# GSDCA National



## Xeph (Jun 19, 2005)

Capi went Grand Victor here in the USA. He did the same just a few weeks ago up in Canada. That doesn't happen too often.

I am very very happy for a friend of mine who got a select with her beautiful solid black bitch


----------



## dogfaeries (Feb 22, 2010)

Ya Capi!  

Jackie, which bitch is that? 

A friend just got back from the National and had a great time. She just bred her bitch to Army (who got a Select).

Can't wait until it's in St Louis and a little bit closer for me!


----------



## Xeph (Jun 19, 2005)

Sel Ex GCh Stonewall MaJa's Black Diamond "Dazzle"


----------



## codmaster (Aug 5, 2009)

Xeph said:


> Capi went Grand Victor here in the USA. He did the same just a few weeks ago up in Canada. That doesn't happen too often.
> 
> I am very very happy for a friend of mine who got a select with her beautiful solid black bitch


Capi?


----------



## Xeph (Jun 19, 2005)

Yes, Capi. Canadian and American Grand Victor GCH Babheim's Captain Crunch.


----------



## martemchik (Nov 23, 2010)

- _Exercise task_: Please extend the forum thread about the GSDCA National, picking up after its last line.

- _Data excerpt_:

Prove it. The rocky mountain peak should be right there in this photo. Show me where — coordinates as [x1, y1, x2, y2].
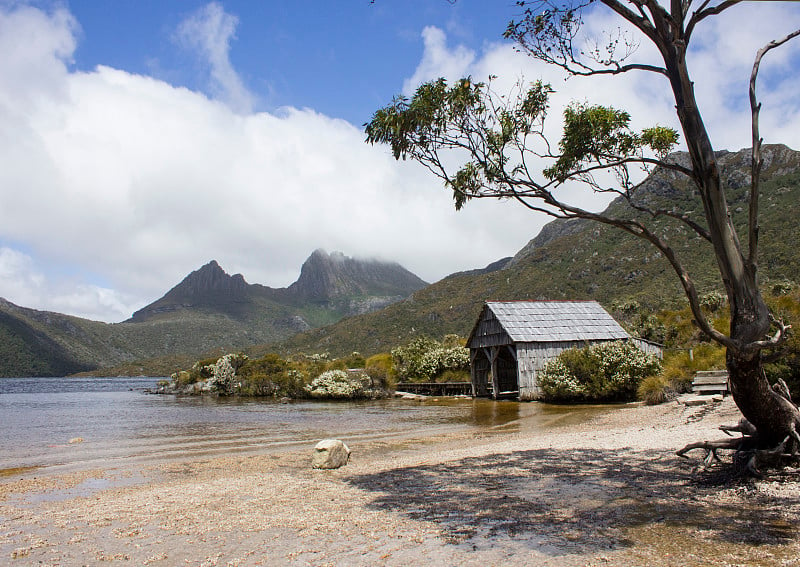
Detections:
[179, 260, 248, 296]
[288, 248, 427, 301]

- _Answer to this task_:
Now look up all the commentary on him after Westminster...lol.

Good looking dog. We had two dogs from my club go select. Nice showing for a regional club IMO...

But that's going to be one in demand dog now. Best of breed at Westminster, now this...


----------



## codmaster (Aug 5, 2009)

Xeph said:


> Yes, Capi. Canadian and American Grand Victor GCH Babheim's Captain Crunch.


 
Thanks. 

Just didn't recognize the name of capi


----------



## dogfaeries (Feb 22, 2010)

I saw Capi at a dog show in Biloxi last year. I thought he was a really nice dog.


----------



## Xeph (Jun 19, 2005)

> Just didn't recognize the name of capi


Most people either spell his name wrong (Cappy) or call him the wrong thing altogether (Crunch). To be fair, it seems I'm kind of a rarity knowing the call names of dogs 



> I thought he was a really nice dog.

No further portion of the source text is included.